Extract every line of the listing that contains the string "bottom". The match is case-sensitive.

= = = = =

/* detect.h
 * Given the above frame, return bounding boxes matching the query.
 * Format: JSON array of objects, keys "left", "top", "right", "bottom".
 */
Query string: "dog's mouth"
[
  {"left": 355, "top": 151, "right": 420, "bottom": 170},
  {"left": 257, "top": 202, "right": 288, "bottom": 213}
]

= = = = =

(Result)
 * Format: JSON array of objects, keys "left", "top", "right", "bottom".
  {"left": 355, "top": 151, "right": 420, "bottom": 170},
  {"left": 257, "top": 202, "right": 288, "bottom": 213}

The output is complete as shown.